§ **Assignment**:
Omit the images and output every line of the data below exactly.
BEGIN Input records
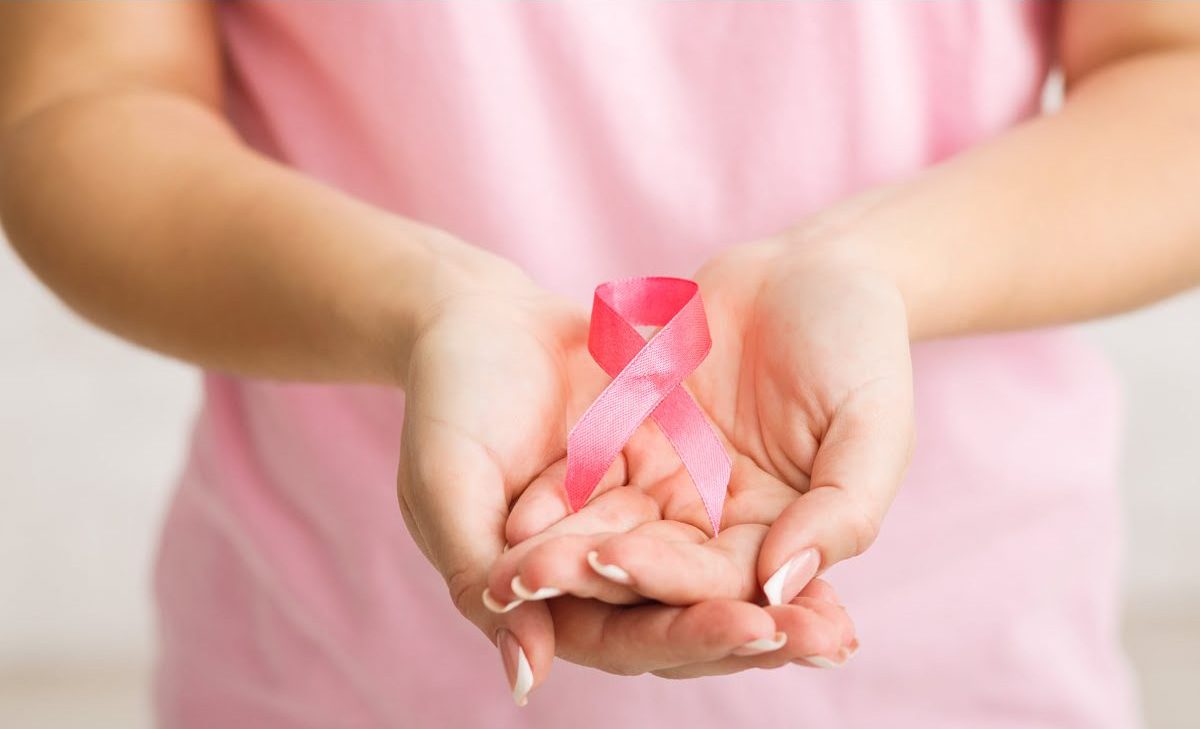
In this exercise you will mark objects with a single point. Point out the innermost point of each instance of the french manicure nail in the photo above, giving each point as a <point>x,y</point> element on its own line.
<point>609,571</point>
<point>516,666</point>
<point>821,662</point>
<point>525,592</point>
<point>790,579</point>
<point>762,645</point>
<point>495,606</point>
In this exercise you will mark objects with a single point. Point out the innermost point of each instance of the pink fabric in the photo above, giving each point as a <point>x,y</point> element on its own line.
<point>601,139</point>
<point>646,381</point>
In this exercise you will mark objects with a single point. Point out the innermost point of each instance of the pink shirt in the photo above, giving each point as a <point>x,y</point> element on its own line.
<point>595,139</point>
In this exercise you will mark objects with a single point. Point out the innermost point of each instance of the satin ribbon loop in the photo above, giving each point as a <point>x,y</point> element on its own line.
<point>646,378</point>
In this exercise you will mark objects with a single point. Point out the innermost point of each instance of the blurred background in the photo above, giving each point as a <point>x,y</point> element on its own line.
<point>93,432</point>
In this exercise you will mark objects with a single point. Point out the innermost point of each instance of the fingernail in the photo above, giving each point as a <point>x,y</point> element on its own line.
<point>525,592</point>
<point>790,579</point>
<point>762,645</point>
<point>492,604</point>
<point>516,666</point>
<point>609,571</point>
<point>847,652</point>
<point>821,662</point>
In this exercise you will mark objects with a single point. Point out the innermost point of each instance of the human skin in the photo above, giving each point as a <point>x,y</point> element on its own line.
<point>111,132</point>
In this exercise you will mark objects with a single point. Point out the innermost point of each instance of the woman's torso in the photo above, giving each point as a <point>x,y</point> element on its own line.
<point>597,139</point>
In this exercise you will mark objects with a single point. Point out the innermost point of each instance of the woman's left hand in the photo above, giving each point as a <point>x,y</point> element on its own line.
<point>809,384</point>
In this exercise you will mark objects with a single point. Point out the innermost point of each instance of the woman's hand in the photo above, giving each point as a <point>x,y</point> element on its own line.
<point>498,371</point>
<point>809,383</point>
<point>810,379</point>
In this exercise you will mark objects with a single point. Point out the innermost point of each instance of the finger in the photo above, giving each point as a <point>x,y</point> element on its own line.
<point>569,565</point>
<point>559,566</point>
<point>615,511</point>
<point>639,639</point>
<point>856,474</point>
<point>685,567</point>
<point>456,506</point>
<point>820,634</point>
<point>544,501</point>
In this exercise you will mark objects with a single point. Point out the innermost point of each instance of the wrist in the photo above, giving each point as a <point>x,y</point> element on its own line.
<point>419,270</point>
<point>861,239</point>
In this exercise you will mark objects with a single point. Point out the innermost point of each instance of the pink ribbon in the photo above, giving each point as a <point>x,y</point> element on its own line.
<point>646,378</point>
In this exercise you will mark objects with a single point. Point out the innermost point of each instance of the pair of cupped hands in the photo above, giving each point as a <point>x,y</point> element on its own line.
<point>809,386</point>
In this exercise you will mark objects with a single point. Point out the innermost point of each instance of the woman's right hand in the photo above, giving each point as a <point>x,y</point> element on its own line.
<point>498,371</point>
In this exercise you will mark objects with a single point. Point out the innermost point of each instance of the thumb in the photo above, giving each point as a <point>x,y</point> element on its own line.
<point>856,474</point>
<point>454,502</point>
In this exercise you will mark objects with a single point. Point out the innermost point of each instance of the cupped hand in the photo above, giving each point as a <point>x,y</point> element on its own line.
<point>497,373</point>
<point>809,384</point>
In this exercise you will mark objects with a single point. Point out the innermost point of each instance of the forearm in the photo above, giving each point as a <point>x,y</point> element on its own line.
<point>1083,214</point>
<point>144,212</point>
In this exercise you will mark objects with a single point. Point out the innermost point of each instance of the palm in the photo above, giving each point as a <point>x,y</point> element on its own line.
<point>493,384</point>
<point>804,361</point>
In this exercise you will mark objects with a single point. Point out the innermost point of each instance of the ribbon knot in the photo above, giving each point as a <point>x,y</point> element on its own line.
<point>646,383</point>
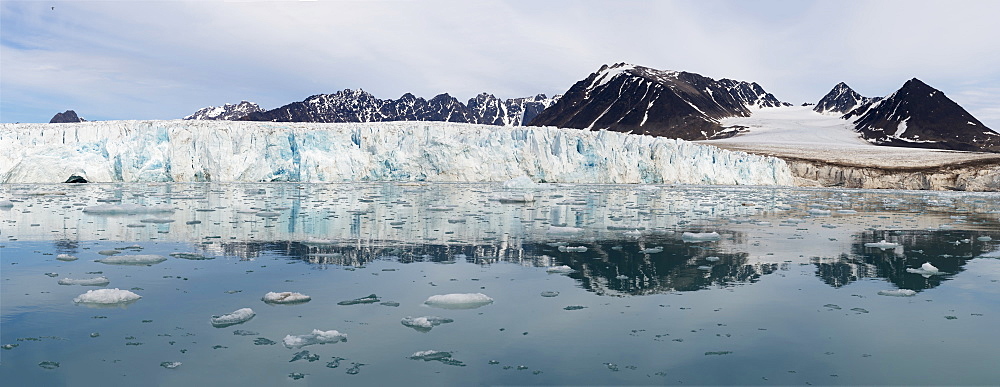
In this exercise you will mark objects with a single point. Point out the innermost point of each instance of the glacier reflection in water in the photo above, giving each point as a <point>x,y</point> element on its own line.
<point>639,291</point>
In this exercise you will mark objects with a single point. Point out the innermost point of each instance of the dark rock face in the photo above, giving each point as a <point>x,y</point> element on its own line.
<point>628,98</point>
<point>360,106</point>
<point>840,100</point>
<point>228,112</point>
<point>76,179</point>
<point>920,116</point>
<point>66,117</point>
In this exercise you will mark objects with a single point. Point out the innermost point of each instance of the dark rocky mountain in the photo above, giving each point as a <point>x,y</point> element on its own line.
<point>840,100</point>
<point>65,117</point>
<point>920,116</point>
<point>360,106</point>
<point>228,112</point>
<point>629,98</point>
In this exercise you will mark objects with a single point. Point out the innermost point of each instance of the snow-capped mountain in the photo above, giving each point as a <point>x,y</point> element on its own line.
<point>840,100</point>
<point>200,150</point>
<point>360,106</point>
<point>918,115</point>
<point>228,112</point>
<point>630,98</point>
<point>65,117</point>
END Input records
§ **Task response**:
In this exercise you will mark objects with a single point. Point out the innermost point of each instance of the french manicure nail in the photo above, giving each point as a <point>x,y</point> element on its own line.
<point>609,571</point>
<point>516,666</point>
<point>821,662</point>
<point>525,592</point>
<point>790,579</point>
<point>762,645</point>
<point>495,606</point>
In this exercise you will mark objects with a single point. Point out the innermost point of each instance of the pink fabric in the photo above, giving each point as a <point>x,y</point> element on its own line.
<point>601,139</point>
<point>646,381</point>
In this exercise you will mark objects with a single point. Point out the innermost point of each instance of the pink shirt in the photo above, giving each point as a <point>x,y</point> element on its own line.
<point>595,139</point>
In this exercise you will mark objects with a single point. Point out the innermost point of each instance of the satin ribbon loop in the photo above, giving each point as a <point>x,y</point> element on its own line.
<point>646,378</point>
In this exercise you will mark objects with a single point. Point out the innermost point of each instance of the blurred background in the photo above, giving each point as a <point>x,y</point> element on its own line.
<point>93,432</point>
In this exercise you will mark objects with a single point. Point out the innermost point of each instance of the fingernail in the photo above, giving each point as a <point>x,y</point> element on its own line.
<point>525,592</point>
<point>790,579</point>
<point>762,645</point>
<point>492,604</point>
<point>516,666</point>
<point>609,571</point>
<point>847,652</point>
<point>821,662</point>
In this exercise you will mark objects with a single point. Point out the innermost point of each instance of the human skin in the photo above, giving each point as a <point>x,y</point> element on its own line.
<point>111,132</point>
In this exercise you will mark objects with a single point. Point out the innermost point of each instance of the woman's torso in the photo above, giving each point as a <point>x,y</point> element on its own line.
<point>597,139</point>
In this exercise you will mark objects with a single point. Point out the innermost point of each instance of the woman's left hand in the photo above, giving each point as a <point>x,y</point> element on its own line.
<point>809,384</point>
In this exercise you will mark objects with a single point. Point out the innermost point of each instance of the woman's hand in the photo above, giving each point as a <point>x,y</point> element on its own line.
<point>498,371</point>
<point>809,383</point>
<point>810,379</point>
In this exercise you will mark objects with a single point. Point out the innermost point of each instance of the finger in the photo above, giving each point as a <point>x,y</point> element on its own line.
<point>569,565</point>
<point>559,566</point>
<point>615,511</point>
<point>639,639</point>
<point>856,474</point>
<point>685,567</point>
<point>456,506</point>
<point>820,634</point>
<point>544,501</point>
In this exercise you will mark objects with a single point. Point out the innermost point of each instance of the wrist in the photo above, giving each point as a <point>x,y</point> element on its own line.
<point>419,270</point>
<point>861,239</point>
In this exercise you will mark objects with a single point. Point out the innermost point of each instance of the pink ribbon in the photo above, giving each point as a <point>x,y</point> element on its own line.
<point>646,378</point>
In this exercise you will mark objects with a single point. Point out the innermost point of each instance of the pair of cupped hands in the photo above, giving each point as a <point>x,y</point> element on its own line.
<point>809,386</point>
In this exercise you will mark objects with a single point. Point out the innermost point of each instance of the woman's right hand in the photo above, giving each point as a <point>x,y</point> element on its own line.
<point>498,371</point>
In this exercise you will mark objects with a single point. Point out the innermost point of each instance of the thumb in the photo above, giving each point as a <point>x,y</point> element on its own line.
<point>856,474</point>
<point>454,502</point>
In this exercise you will mark objects with a single point. Point out the innermost point of each instance of the cupped hand in the photo above, giving each point as a <point>x,y</point> element on its own line.
<point>497,373</point>
<point>809,384</point>
In this exercise you will mark objects with a single point. Point out the innermost point of each instance of the forearm in the photo above, giving each point as a <point>x,y</point> element on its own line.
<point>1083,214</point>
<point>144,212</point>
In this exercise you will mark objects with a single point. Point out the innermost point of each instance of the palm in the photo above, giving each point as a <point>x,y</point> element on its own line.
<point>493,384</point>
<point>804,361</point>
In this exercise you will mark objects with a single point. Point out the innermost point of each instance of the ribbon knot in the photo above, giving each point as a <point>x,y</point> element on its own line.
<point>646,383</point>
In this exercise you will mark objects with a single point. Point out the innermost point of each instance of the glacier reflection in water in the photo above, giving each point as a <point>x,y</point> element on its own line.
<point>639,291</point>
In this exercise you will mark objects with a single point. Point out the innermost point of each instance of the dark rock face in the photo above, giving each point as a <point>x,y</point> element on its own line.
<point>628,98</point>
<point>360,106</point>
<point>840,100</point>
<point>228,112</point>
<point>76,179</point>
<point>920,116</point>
<point>66,117</point>
In this exercise you will mark objects with a single point. Point out the innermost point of each instance of the dark rocky mountain in the photo above, giving each point as a <point>x,y</point> element on its own line.
<point>840,100</point>
<point>65,117</point>
<point>920,116</point>
<point>360,106</point>
<point>228,112</point>
<point>629,98</point>
In this exercise you will mark objects with a single point. Point out the innermost point of each instance of the snow-capped mountain in the photo above, giving each point as a <point>x,y</point> element on its own line.
<point>840,100</point>
<point>200,150</point>
<point>360,106</point>
<point>918,115</point>
<point>228,112</point>
<point>630,98</point>
<point>65,117</point>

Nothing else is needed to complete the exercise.